* **INSTRUCTIONS FOR THE TASK**
Write out the material below exactly, beginning at the line that contains "form [785, 32]." and ending with its last line, both ends included; write nothing else.

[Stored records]
_ _ _ _ _

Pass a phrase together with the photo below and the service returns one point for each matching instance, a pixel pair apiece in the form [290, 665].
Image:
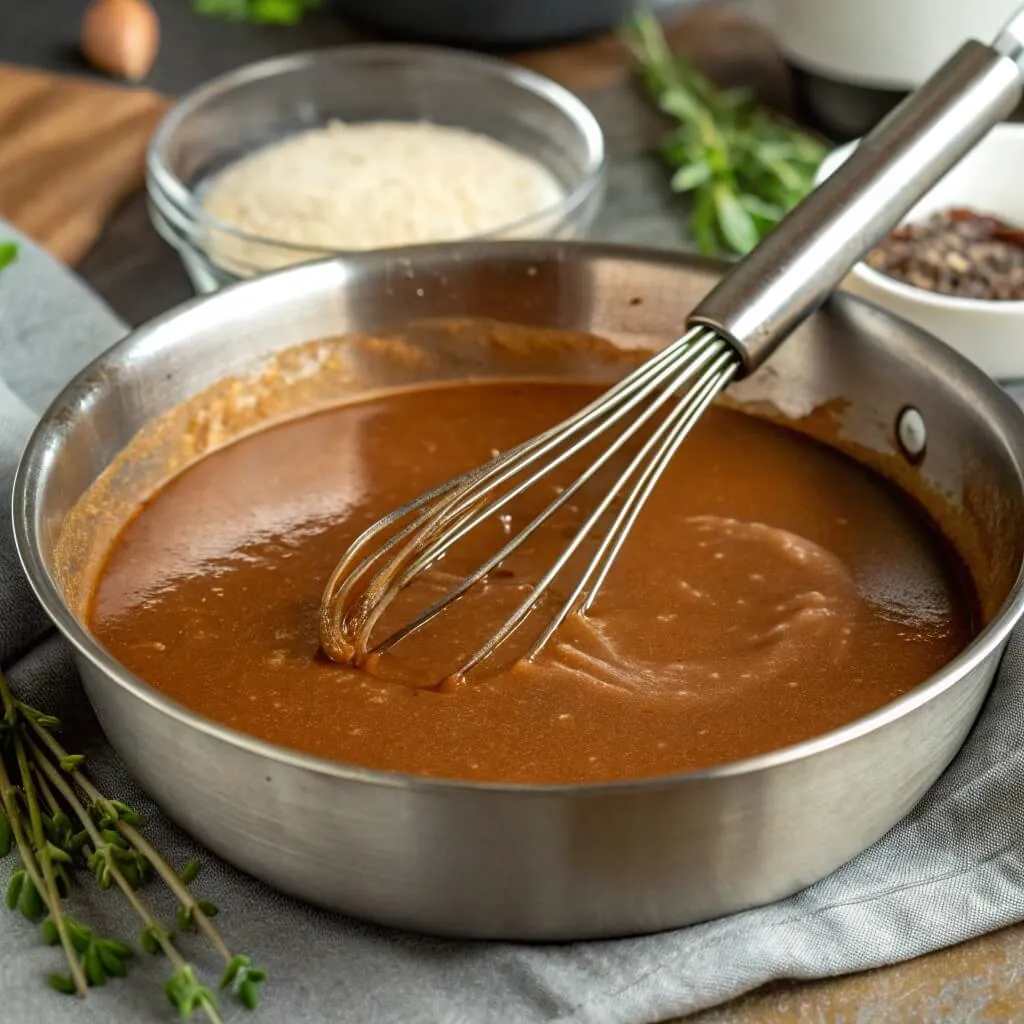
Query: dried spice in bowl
[956, 252]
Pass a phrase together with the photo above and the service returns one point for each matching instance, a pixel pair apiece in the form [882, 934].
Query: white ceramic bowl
[988, 333]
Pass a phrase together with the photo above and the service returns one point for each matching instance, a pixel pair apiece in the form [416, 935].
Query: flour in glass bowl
[374, 185]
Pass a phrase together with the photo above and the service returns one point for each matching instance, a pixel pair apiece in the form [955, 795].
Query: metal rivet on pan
[911, 433]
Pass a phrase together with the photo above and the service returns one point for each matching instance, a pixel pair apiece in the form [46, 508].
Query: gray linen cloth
[952, 869]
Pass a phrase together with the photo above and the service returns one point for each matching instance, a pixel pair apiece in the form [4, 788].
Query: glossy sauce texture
[771, 590]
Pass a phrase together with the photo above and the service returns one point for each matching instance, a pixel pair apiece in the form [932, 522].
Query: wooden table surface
[978, 981]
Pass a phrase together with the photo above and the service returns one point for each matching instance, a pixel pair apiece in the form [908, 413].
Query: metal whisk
[755, 306]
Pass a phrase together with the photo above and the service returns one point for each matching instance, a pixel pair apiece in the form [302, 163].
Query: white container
[990, 333]
[883, 44]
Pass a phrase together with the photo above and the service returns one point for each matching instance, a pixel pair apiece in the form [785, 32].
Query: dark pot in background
[854, 59]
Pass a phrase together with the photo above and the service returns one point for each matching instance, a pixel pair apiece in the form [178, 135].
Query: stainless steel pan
[524, 862]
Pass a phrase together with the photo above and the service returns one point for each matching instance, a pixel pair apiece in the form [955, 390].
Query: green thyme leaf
[6, 836]
[258, 11]
[30, 902]
[742, 167]
[189, 872]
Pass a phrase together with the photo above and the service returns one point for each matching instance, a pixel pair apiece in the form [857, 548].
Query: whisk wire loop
[691, 372]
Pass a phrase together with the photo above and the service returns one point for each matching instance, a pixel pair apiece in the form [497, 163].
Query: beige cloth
[72, 152]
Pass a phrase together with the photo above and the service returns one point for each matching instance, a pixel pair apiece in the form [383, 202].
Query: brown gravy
[771, 590]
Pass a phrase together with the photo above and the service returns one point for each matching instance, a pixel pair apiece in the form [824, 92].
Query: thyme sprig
[743, 167]
[61, 826]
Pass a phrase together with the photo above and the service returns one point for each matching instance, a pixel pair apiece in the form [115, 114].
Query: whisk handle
[763, 298]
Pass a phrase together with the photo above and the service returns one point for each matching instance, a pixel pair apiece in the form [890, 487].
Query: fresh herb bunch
[8, 253]
[62, 828]
[743, 167]
[260, 11]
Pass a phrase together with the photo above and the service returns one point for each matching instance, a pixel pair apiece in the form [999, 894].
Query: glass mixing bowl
[255, 105]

_ _ _ _ _

* **REPLY TO THE EXERCISE**
Pass a phrase together with the photo above and the service returns one point for each matching instance, a pixel pair apiece in the form [785, 32].
Query: dark pot in background
[854, 59]
Pass a phrase together with the photo above and the service returns one point for each matching instance, a pixel pair apiece in the form [178, 135].
Query: stainless steel pan
[524, 862]
Pass a phrase together with the photo above and the service returns one point for each matching instance, a pixel pair apiece in the form [955, 390].
Query: green thyme leaf
[6, 836]
[258, 11]
[30, 902]
[742, 167]
[189, 872]
Pass a phrase together with the photo above and the service returns one point for each matching instance, a pixel pair apiece in the form [857, 548].
Query: whisk wire loop
[691, 372]
Pass a phrase together with the photo above and the service returns one point for each matching instance, a pixel pair apiece in the form [497, 163].
Query: beige cloth
[72, 152]
Pass a phrase together with the photo above and the service returns one point for each matching instance, a pixel pair apiece in the form [383, 202].
Query: brown gravy
[771, 590]
Pass a phrase together with the photo above and the service returns one point for each matching instance, a pixel pair apiece in the form [824, 92].
Query: thyme sprig
[743, 167]
[61, 826]
Pass a phrase together with the photo above and the service returns one point for each matching instance, a pixel pair apiece in the form [115, 114].
Query: whisk handle
[763, 298]
Pass a phrase together with the photo above and the service returns one point for each matching instance, a pixel pair apiece in the form [890, 487].
Query: fresh herb bunch
[8, 253]
[62, 828]
[743, 167]
[260, 11]
Pass a phrase together with the photo above and the service returns one point for each matching instance, a pixel pair apiece in the form [999, 894].
Query: glass mixing bowl
[255, 105]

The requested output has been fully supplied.